- [Action item]:
Present the count of lines in the entries below that hold "Query", and present nothing else.

-- Data to process follows --

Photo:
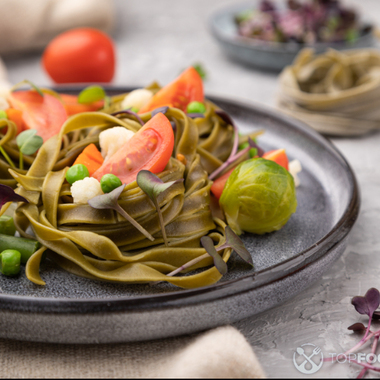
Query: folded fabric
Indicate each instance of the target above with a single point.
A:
(336, 93)
(218, 353)
(28, 25)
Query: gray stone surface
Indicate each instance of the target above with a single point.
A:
(155, 39)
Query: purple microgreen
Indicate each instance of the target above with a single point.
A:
(91, 94)
(8, 159)
(357, 327)
(7, 194)
(109, 201)
(129, 112)
(31, 84)
(367, 305)
(28, 142)
(233, 241)
(163, 110)
(376, 315)
(174, 126)
(153, 186)
(195, 115)
(252, 144)
(209, 246)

-- Data to process concluded --

- [Answer box]:
3